Task data.

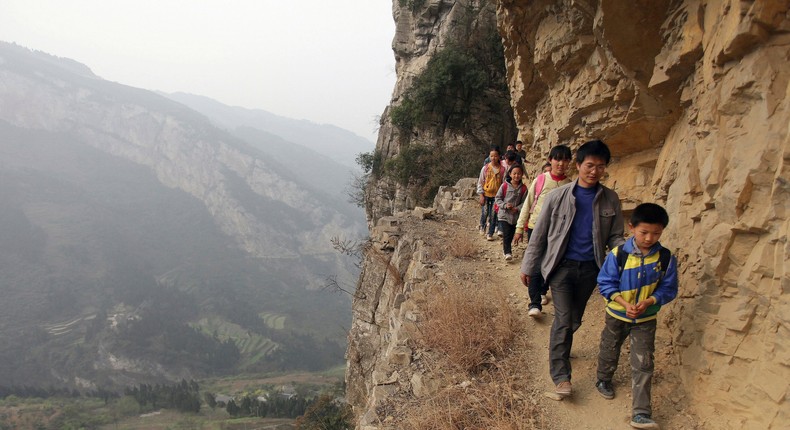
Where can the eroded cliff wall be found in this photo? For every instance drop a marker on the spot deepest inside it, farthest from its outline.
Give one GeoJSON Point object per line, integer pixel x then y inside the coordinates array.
{"type": "Point", "coordinates": [693, 98]}
{"type": "Point", "coordinates": [464, 123]}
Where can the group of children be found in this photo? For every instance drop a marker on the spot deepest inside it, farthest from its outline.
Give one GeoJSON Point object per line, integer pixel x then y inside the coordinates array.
{"type": "Point", "coordinates": [569, 227]}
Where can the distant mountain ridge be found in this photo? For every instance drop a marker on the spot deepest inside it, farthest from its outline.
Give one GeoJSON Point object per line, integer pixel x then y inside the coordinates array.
{"type": "Point", "coordinates": [141, 242]}
{"type": "Point", "coordinates": [340, 145]}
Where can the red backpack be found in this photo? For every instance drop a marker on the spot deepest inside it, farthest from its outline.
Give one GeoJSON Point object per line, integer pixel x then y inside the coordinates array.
{"type": "Point", "coordinates": [504, 194]}
{"type": "Point", "coordinates": [539, 182]}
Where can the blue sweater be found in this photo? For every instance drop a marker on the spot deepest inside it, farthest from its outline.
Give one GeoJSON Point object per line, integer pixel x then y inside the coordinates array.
{"type": "Point", "coordinates": [639, 280]}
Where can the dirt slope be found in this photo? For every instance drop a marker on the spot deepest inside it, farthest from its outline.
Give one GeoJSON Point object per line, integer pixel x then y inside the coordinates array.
{"type": "Point", "coordinates": [586, 409]}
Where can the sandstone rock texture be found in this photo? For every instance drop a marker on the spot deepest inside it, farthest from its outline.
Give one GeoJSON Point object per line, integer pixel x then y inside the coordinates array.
{"type": "Point", "coordinates": [422, 31]}
{"type": "Point", "coordinates": [693, 98]}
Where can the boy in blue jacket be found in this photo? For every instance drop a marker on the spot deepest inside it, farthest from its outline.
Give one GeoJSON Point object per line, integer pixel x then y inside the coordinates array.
{"type": "Point", "coordinates": [636, 279]}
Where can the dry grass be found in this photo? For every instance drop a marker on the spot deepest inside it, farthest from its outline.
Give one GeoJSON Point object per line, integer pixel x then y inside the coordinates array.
{"type": "Point", "coordinates": [478, 342]}
{"type": "Point", "coordinates": [472, 325]}
{"type": "Point", "coordinates": [496, 404]}
{"type": "Point", "coordinates": [462, 247]}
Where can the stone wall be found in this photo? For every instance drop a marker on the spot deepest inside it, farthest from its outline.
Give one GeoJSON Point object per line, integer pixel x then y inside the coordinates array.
{"type": "Point", "coordinates": [693, 98]}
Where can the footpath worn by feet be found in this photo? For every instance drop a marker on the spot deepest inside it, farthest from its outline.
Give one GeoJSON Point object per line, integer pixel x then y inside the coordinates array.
{"type": "Point", "coordinates": [585, 408]}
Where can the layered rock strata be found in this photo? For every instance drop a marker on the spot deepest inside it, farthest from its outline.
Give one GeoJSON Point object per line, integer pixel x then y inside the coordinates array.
{"type": "Point", "coordinates": [693, 98]}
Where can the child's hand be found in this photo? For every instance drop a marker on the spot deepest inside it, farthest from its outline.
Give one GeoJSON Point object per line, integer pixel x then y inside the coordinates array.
{"type": "Point", "coordinates": [642, 306]}
{"type": "Point", "coordinates": [631, 311]}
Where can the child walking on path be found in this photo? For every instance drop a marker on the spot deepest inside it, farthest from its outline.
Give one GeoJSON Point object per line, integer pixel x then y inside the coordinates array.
{"type": "Point", "coordinates": [491, 177]}
{"type": "Point", "coordinates": [559, 159]}
{"type": "Point", "coordinates": [636, 279]}
{"type": "Point", "coordinates": [509, 199]}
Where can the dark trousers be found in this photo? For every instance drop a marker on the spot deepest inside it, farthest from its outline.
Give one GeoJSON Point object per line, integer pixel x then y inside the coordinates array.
{"type": "Point", "coordinates": [643, 347]}
{"type": "Point", "coordinates": [537, 285]}
{"type": "Point", "coordinates": [571, 284]}
{"type": "Point", "coordinates": [508, 231]}
{"type": "Point", "coordinates": [487, 213]}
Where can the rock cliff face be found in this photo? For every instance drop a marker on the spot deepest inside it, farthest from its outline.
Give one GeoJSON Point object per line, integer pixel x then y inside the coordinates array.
{"type": "Point", "coordinates": [422, 30]}
{"type": "Point", "coordinates": [693, 98]}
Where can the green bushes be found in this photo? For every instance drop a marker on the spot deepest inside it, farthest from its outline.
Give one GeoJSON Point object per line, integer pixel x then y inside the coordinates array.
{"type": "Point", "coordinates": [444, 91]}
{"type": "Point", "coordinates": [423, 169]}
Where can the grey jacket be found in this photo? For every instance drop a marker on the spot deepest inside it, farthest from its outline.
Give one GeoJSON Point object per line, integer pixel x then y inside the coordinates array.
{"type": "Point", "coordinates": [550, 237]}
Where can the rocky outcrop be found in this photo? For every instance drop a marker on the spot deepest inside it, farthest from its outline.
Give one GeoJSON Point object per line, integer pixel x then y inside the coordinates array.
{"type": "Point", "coordinates": [693, 98]}
{"type": "Point", "coordinates": [422, 30]}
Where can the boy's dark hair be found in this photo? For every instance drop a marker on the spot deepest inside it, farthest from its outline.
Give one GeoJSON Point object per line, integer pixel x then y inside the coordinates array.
{"type": "Point", "coordinates": [560, 152]}
{"type": "Point", "coordinates": [593, 148]}
{"type": "Point", "coordinates": [649, 213]}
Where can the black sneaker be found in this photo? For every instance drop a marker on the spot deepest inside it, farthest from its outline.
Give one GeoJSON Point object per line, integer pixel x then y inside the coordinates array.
{"type": "Point", "coordinates": [605, 388]}
{"type": "Point", "coordinates": [643, 421]}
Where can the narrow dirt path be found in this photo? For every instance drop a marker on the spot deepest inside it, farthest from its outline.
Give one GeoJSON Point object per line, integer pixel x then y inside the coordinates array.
{"type": "Point", "coordinates": [586, 409]}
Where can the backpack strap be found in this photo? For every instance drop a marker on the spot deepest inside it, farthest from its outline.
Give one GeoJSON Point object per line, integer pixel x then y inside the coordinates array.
{"type": "Point", "coordinates": [540, 181]}
{"type": "Point", "coordinates": [663, 260]}
{"type": "Point", "coordinates": [504, 194]}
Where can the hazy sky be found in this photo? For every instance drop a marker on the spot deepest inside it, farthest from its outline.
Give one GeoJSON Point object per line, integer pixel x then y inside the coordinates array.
{"type": "Point", "coordinates": [325, 61]}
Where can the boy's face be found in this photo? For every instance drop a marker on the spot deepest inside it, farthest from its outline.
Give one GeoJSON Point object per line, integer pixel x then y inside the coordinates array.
{"type": "Point", "coordinates": [646, 235]}
{"type": "Point", "coordinates": [559, 167]}
{"type": "Point", "coordinates": [591, 170]}
{"type": "Point", "coordinates": [515, 175]}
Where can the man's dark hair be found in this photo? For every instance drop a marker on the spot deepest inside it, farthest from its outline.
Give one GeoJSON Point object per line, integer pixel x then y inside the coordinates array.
{"type": "Point", "coordinates": [560, 152]}
{"type": "Point", "coordinates": [593, 148]}
{"type": "Point", "coordinates": [649, 213]}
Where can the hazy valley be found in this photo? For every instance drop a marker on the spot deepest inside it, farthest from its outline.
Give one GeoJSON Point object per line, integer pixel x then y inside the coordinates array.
{"type": "Point", "coordinates": [143, 241]}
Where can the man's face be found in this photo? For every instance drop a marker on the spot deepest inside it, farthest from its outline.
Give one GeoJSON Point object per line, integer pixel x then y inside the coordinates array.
{"type": "Point", "coordinates": [591, 170]}
{"type": "Point", "coordinates": [559, 167]}
{"type": "Point", "coordinates": [515, 175]}
{"type": "Point", "coordinates": [494, 156]}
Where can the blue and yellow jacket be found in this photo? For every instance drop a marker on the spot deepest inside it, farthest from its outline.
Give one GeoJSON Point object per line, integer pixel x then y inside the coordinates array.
{"type": "Point", "coordinates": [639, 280]}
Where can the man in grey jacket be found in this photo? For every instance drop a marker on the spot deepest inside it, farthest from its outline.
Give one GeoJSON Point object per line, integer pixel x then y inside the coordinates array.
{"type": "Point", "coordinates": [577, 224]}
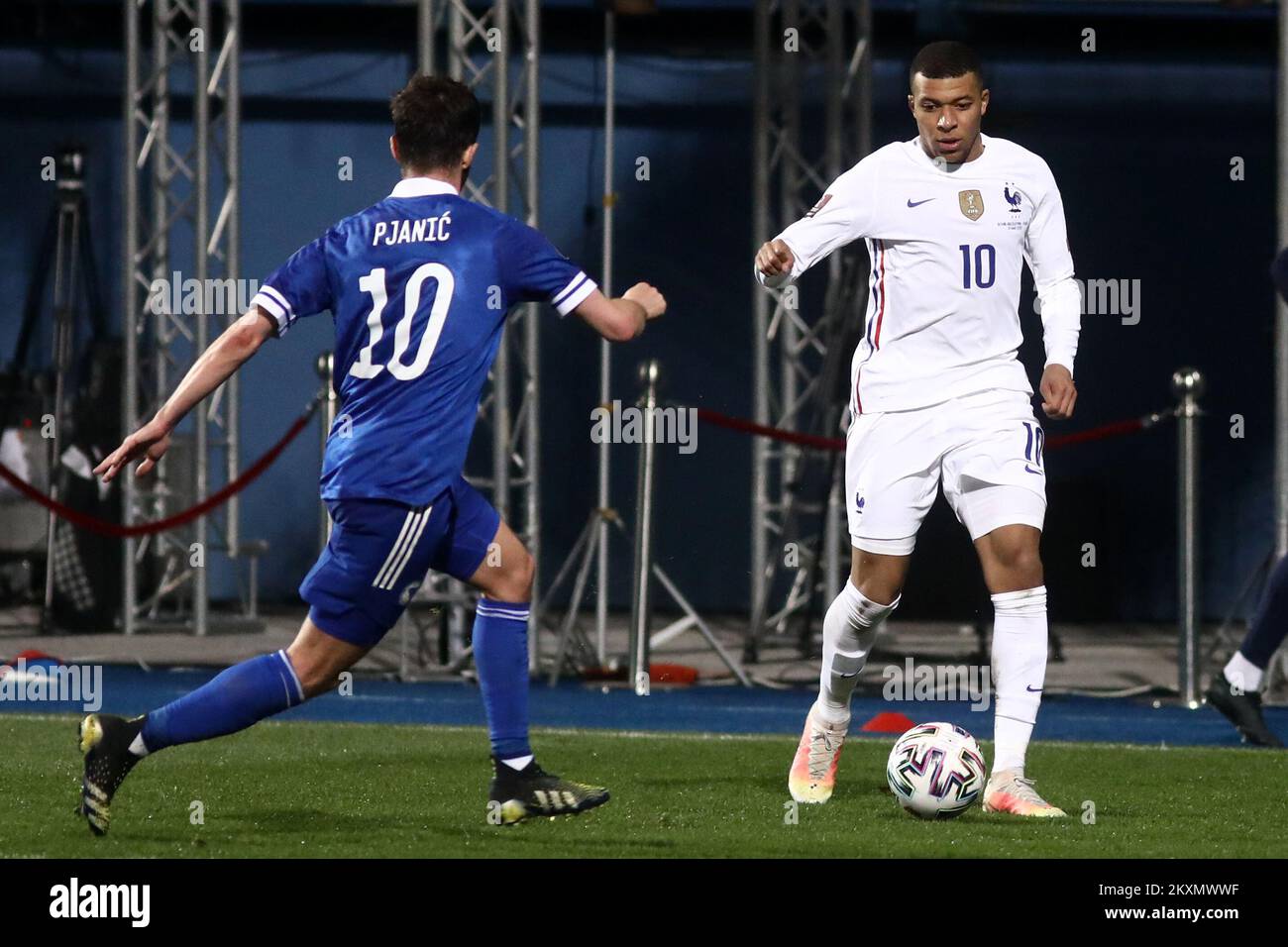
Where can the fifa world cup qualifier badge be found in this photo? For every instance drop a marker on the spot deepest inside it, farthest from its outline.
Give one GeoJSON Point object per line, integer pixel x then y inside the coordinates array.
{"type": "Point", "coordinates": [971, 204]}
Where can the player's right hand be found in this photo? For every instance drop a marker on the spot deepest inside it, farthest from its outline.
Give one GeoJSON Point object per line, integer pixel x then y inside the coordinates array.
{"type": "Point", "coordinates": [774, 258]}
{"type": "Point", "coordinates": [150, 442]}
{"type": "Point", "coordinates": [648, 296]}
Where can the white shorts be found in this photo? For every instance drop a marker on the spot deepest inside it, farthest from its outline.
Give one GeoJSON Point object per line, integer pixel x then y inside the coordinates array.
{"type": "Point", "coordinates": [987, 447]}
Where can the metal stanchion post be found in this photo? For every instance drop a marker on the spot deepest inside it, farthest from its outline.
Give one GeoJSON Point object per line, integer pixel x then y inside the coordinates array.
{"type": "Point", "coordinates": [326, 371]}
{"type": "Point", "coordinates": [649, 373]}
{"type": "Point", "coordinates": [1188, 385]}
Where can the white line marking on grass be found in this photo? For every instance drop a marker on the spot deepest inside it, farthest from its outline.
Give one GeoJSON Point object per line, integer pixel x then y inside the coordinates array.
{"type": "Point", "coordinates": [60, 719]}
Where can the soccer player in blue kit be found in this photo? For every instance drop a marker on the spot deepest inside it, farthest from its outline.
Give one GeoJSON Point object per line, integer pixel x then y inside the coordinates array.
{"type": "Point", "coordinates": [419, 285]}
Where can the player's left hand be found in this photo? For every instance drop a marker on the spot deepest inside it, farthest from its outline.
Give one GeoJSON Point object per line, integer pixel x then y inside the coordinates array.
{"type": "Point", "coordinates": [1057, 392]}
{"type": "Point", "coordinates": [150, 442]}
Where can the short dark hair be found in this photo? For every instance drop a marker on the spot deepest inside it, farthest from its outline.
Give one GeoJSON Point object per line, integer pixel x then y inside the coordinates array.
{"type": "Point", "coordinates": [436, 120]}
{"type": "Point", "coordinates": [945, 59]}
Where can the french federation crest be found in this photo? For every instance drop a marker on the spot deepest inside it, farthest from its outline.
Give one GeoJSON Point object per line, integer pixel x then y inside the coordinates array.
{"type": "Point", "coordinates": [971, 204]}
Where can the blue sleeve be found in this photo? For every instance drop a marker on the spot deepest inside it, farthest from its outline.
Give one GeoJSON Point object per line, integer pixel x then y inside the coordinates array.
{"type": "Point", "coordinates": [533, 270]}
{"type": "Point", "coordinates": [299, 287]}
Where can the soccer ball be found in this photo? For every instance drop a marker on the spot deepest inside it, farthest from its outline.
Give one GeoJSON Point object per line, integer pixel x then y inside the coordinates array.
{"type": "Point", "coordinates": [936, 771]}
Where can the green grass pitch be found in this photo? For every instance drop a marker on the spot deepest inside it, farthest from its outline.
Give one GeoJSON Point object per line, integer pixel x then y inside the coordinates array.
{"type": "Point", "coordinates": [364, 789]}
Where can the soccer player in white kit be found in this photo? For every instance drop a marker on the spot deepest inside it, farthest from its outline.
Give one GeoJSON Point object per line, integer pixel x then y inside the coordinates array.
{"type": "Point", "coordinates": [936, 392]}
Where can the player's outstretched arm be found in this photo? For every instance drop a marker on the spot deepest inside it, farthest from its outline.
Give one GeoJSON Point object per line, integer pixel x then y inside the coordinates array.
{"type": "Point", "coordinates": [622, 317]}
{"type": "Point", "coordinates": [217, 364]}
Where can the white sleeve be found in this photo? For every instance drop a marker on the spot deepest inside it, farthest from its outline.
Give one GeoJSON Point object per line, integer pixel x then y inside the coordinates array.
{"type": "Point", "coordinates": [841, 215]}
{"type": "Point", "coordinates": [1046, 248]}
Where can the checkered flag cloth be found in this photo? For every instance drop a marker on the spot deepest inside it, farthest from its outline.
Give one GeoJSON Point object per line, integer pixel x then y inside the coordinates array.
{"type": "Point", "coordinates": [69, 577]}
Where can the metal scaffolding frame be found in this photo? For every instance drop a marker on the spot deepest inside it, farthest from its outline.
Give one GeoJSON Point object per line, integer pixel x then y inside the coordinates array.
{"type": "Point", "coordinates": [172, 174]}
{"type": "Point", "coordinates": [481, 44]}
{"type": "Point", "coordinates": [816, 52]}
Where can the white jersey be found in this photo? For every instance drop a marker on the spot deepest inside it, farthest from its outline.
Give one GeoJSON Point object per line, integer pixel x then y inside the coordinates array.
{"type": "Point", "coordinates": [947, 245]}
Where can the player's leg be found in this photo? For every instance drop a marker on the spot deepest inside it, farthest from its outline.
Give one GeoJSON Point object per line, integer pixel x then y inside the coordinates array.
{"type": "Point", "coordinates": [892, 476]}
{"type": "Point", "coordinates": [481, 549]}
{"type": "Point", "coordinates": [996, 484]}
{"type": "Point", "coordinates": [1236, 690]}
{"type": "Point", "coordinates": [231, 701]}
{"type": "Point", "coordinates": [355, 594]}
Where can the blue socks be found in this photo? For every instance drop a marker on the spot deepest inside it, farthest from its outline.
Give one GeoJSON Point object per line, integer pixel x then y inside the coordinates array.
{"type": "Point", "coordinates": [267, 684]}
{"type": "Point", "coordinates": [501, 657]}
{"type": "Point", "coordinates": [232, 701]}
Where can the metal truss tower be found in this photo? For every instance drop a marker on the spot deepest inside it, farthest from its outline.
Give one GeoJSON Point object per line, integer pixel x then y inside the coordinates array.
{"type": "Point", "coordinates": [807, 55]}
{"type": "Point", "coordinates": [175, 165]}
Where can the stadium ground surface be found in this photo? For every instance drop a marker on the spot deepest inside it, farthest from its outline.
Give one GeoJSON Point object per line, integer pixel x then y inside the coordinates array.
{"type": "Point", "coordinates": [316, 789]}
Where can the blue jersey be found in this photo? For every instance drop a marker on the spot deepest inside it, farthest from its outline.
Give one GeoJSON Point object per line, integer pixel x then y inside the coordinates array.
{"type": "Point", "coordinates": [419, 286]}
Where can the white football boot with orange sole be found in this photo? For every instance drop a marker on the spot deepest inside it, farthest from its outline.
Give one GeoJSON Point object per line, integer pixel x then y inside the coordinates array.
{"type": "Point", "coordinates": [812, 774]}
{"type": "Point", "coordinates": [1010, 792]}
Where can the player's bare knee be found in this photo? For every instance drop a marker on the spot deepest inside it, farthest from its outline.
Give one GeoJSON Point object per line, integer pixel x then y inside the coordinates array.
{"type": "Point", "coordinates": [879, 591]}
{"type": "Point", "coordinates": [514, 583]}
{"type": "Point", "coordinates": [316, 671]}
{"type": "Point", "coordinates": [1019, 561]}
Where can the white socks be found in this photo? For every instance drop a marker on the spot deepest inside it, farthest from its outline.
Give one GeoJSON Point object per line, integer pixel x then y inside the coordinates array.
{"type": "Point", "coordinates": [1019, 672]}
{"type": "Point", "coordinates": [849, 630]}
{"type": "Point", "coordinates": [1243, 674]}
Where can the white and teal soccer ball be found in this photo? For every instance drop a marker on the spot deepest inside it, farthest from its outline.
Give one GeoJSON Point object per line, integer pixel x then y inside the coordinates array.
{"type": "Point", "coordinates": [936, 771]}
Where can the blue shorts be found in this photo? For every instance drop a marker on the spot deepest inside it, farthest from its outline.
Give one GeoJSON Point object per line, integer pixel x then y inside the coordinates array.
{"type": "Point", "coordinates": [380, 551]}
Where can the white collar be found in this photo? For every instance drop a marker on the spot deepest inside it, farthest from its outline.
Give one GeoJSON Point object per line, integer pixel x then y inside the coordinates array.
{"type": "Point", "coordinates": [919, 157]}
{"type": "Point", "coordinates": [421, 187]}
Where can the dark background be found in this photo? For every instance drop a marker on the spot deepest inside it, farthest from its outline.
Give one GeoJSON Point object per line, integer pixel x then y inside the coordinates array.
{"type": "Point", "coordinates": [1140, 136]}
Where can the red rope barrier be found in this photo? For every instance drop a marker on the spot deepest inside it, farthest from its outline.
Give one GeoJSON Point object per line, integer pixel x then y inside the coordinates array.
{"type": "Point", "coordinates": [103, 526]}
{"type": "Point", "coordinates": [836, 444]}
{"type": "Point", "coordinates": [825, 444]}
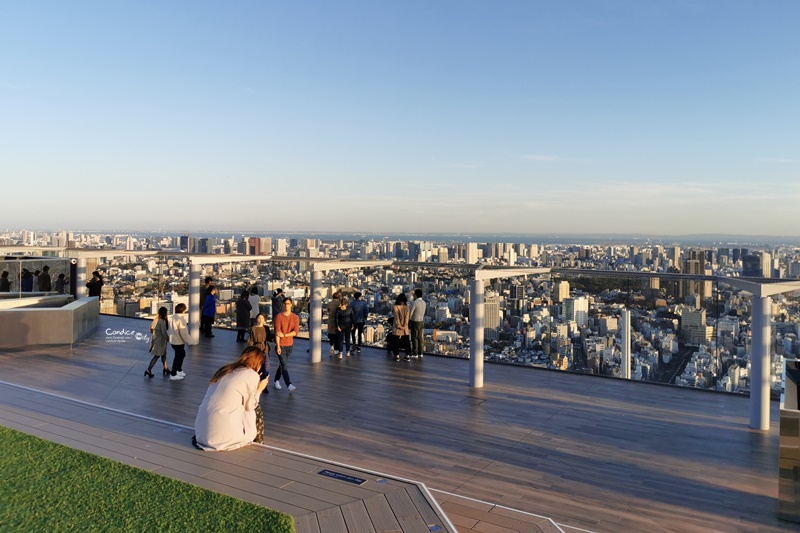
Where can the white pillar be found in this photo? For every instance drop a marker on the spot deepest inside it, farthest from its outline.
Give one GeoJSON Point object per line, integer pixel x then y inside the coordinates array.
{"type": "Point", "coordinates": [759, 363]}
{"type": "Point", "coordinates": [80, 283]}
{"type": "Point", "coordinates": [626, 344]}
{"type": "Point", "coordinates": [315, 317]}
{"type": "Point", "coordinates": [194, 301]}
{"type": "Point", "coordinates": [476, 310]}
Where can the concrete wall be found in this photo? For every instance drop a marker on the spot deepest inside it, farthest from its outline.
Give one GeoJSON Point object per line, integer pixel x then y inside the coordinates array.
{"type": "Point", "coordinates": [62, 325]}
{"type": "Point", "coordinates": [789, 452]}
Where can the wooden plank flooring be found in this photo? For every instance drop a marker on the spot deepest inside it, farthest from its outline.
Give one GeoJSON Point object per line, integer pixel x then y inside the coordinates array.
{"type": "Point", "coordinates": [257, 474]}
{"type": "Point", "coordinates": [590, 453]}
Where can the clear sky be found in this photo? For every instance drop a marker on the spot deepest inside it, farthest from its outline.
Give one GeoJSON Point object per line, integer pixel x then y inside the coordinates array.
{"type": "Point", "coordinates": [626, 116]}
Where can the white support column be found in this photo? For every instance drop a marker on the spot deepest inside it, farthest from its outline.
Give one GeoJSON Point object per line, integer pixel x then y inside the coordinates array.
{"type": "Point", "coordinates": [759, 363]}
{"type": "Point", "coordinates": [626, 344]}
{"type": "Point", "coordinates": [315, 317]}
{"type": "Point", "coordinates": [194, 301]}
{"type": "Point", "coordinates": [476, 311]}
{"type": "Point", "coordinates": [80, 283]}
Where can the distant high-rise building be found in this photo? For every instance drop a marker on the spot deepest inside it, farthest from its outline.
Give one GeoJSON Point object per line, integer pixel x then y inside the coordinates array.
{"type": "Point", "coordinates": [266, 245]}
{"type": "Point", "coordinates": [674, 255]}
{"type": "Point", "coordinates": [187, 243]}
{"type": "Point", "coordinates": [757, 265]}
{"type": "Point", "coordinates": [254, 246]}
{"type": "Point", "coordinates": [491, 313]}
{"type": "Point", "coordinates": [472, 253]}
{"type": "Point", "coordinates": [561, 291]}
{"type": "Point", "coordinates": [577, 310]}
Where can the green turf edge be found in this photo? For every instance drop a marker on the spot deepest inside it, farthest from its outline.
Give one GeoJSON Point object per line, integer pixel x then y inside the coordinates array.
{"type": "Point", "coordinates": [45, 486]}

Exercise objective.
Transcribe only the trailing portion of the entries above: the line that contains "Where can the white support" and each line after it.

Answer for the task.
Where can the white support column be found in this photo? For every instance drop a marker on the spot deepest inside it, farthest from its outline.
Give one GeoJSON Point object per line, integer pixel x then y inside the coordinates array.
{"type": "Point", "coordinates": [759, 363]}
{"type": "Point", "coordinates": [626, 344]}
{"type": "Point", "coordinates": [315, 317]}
{"type": "Point", "coordinates": [194, 301]}
{"type": "Point", "coordinates": [476, 311]}
{"type": "Point", "coordinates": [80, 283]}
Where can the distant high-rise building be found in this photo? For every instance drop a marker on the spot deepest inside it, farthest from its outline.
Give one GeoJSON Point object per line, integer pixel x then y inside the coordinates array.
{"type": "Point", "coordinates": [266, 245]}
{"type": "Point", "coordinates": [674, 255]}
{"type": "Point", "coordinates": [187, 243]}
{"type": "Point", "coordinates": [757, 265]}
{"type": "Point", "coordinates": [254, 246]}
{"type": "Point", "coordinates": [491, 313]}
{"type": "Point", "coordinates": [472, 253]}
{"type": "Point", "coordinates": [561, 291]}
{"type": "Point", "coordinates": [577, 310]}
Where can the green turf edge be found in this photo? For every instance drop a marker on the spot deepest inside it, farthest from its outline.
Give one GeoJSON Point object per line, integer pixel x then y inside the coordinates array.
{"type": "Point", "coordinates": [45, 486]}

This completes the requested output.